▸ **TEXTO DEL DOCUMENTO**:

_____

Opinión

De regreso (Crónicas del virus)

ESTE VIERNES, después de diez semanas confinados, Marcial y yo salimos juntos a cenar. Fue como tener una primera cita: me tiré días pensando en el acontecimiento, en qué me pondría, en qué pediría. El lugar, la terraza del Círculo de Bellas Artes. La azotea del Círculo tiene las mejores vistas de la ciudad. Posiblemente las mejores vistas del país, tal vez del mundo. Llegamos con tiempo para ver la puesta de sol recortándose sobre el perfil de la sierra y los tejados de Madrid: el cielo se puso de color naranja, luego violeta, y ya cerca de la oscuridad de la noche, una especie de velo malva fue cubriendo los edificios iluminados: el palacio de Vistahermosa, el Instituto Cervantes, la puerta de Alcalá, la Biblioteca Nacional, el complejo de Castellana, las copas de los árboles del Retiro. Hacía calor, pero un calor cordial y nada pegajoso, que invitaba a quitarse la chaqueta al ritmo de la música de jazz que sonaba de fondo. Los camareros sonreían detrás de las mascarillas. La carta había sido sustituida por un código QR, y las mesas estaban prudentemente separadas las unas de las otras. Pedimos un vino de Madrid —Gatuno— y brindamos por la vuelta a la vida. Abajo, en la calle, el tráfico enloquecido de los viernes de antes se había metamorfoseado en un manso fluir de autobuses y algunos coches despistados. Alrededor de nosotros, parejas y grupos de amigos hacían lo mismo que antes de la pesadilla, y con tanta naturalidad como si nunca nos hubiésemos ido. Como si no fuese un viernes excepcional, como si no llevásemos dos meses y medio esperando la llegada de este viernes. Queda mucho camino por recorrer, pero hemos empezado a andarlo este fin de semana en el que nos reencontramos con las cosas normales y supimos qué afortunados éramos por poder dejar de echarlas de menos después de tanto tiempo. Volvimos a casa paseando despacio, felices como dos adolescentes, respirando el aire suave de la noche de mayo. Madrid ha empezado a regresar.

_____

▸ **DATOS PROPORCIONADOS**:
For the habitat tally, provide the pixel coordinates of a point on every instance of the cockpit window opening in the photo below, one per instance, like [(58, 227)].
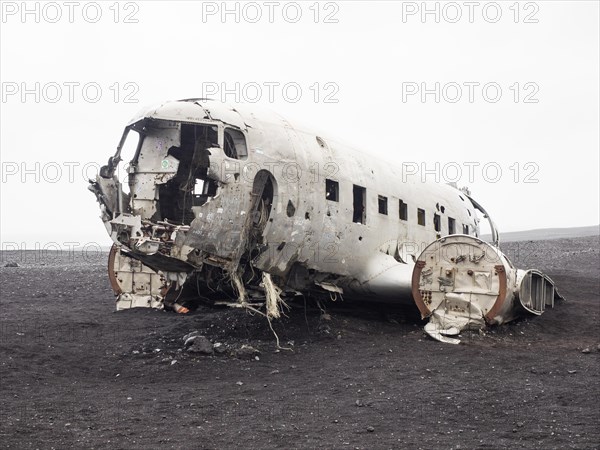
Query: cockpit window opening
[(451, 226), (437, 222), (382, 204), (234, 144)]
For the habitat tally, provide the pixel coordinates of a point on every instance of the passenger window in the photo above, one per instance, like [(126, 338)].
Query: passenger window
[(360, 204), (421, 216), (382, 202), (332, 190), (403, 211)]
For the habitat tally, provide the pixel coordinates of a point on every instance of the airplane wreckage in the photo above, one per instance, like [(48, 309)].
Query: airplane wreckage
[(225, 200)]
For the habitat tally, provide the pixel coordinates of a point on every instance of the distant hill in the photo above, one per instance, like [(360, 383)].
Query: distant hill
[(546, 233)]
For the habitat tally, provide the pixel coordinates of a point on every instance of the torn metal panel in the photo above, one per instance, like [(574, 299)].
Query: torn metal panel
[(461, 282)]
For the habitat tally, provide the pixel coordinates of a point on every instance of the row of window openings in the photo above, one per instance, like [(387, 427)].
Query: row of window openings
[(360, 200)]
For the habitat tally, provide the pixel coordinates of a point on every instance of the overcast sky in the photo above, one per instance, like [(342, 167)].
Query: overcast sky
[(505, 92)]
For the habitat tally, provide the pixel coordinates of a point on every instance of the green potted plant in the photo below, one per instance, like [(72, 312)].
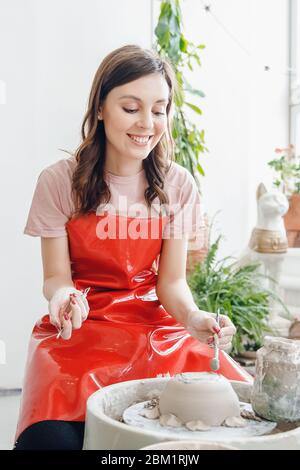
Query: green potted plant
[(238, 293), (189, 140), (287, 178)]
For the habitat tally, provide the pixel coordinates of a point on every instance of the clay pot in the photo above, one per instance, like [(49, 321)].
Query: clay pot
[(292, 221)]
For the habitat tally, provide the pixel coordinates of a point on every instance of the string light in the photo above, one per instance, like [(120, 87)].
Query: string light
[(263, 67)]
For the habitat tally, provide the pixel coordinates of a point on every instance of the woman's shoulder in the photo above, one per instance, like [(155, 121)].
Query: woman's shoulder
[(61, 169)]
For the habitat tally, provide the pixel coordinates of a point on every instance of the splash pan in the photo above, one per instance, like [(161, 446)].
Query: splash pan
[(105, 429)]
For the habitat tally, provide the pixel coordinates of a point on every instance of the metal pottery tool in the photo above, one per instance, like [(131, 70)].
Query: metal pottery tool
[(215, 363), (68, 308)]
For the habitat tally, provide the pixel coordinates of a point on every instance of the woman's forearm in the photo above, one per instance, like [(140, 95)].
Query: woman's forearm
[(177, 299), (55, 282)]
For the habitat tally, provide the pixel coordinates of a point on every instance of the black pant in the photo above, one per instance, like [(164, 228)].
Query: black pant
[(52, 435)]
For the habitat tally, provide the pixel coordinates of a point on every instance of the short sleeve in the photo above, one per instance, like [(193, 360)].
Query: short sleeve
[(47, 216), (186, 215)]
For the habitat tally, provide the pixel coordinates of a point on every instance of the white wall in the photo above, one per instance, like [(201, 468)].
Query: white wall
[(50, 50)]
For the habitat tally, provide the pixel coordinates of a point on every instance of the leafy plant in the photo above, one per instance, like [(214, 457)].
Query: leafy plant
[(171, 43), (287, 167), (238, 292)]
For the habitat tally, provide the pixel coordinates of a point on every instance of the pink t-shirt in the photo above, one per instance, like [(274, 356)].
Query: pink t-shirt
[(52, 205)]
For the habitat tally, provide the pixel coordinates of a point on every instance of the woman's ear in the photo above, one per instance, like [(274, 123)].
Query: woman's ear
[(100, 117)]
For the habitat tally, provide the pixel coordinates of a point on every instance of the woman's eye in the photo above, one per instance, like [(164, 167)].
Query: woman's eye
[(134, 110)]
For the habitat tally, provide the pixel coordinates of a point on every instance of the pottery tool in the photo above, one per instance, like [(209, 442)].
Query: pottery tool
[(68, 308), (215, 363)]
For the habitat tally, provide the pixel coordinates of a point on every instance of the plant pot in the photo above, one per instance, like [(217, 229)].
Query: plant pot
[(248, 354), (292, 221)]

_____

▸ **ENUNCIADO**:
Responda según la crónica:
(a) ¿Cuántas semanas llevaban confinados cuando salieron a cenar?
(b) ¿Qué vino pidieron?
(c) ¿Qué había sustituido a la carta?
Los registros no guardan relación con la crónica.

▸ **RESPUESTA**:
(a) Diez semanas.
(b) Un vino de Madrid, Gatuno.
(c) Un código QR.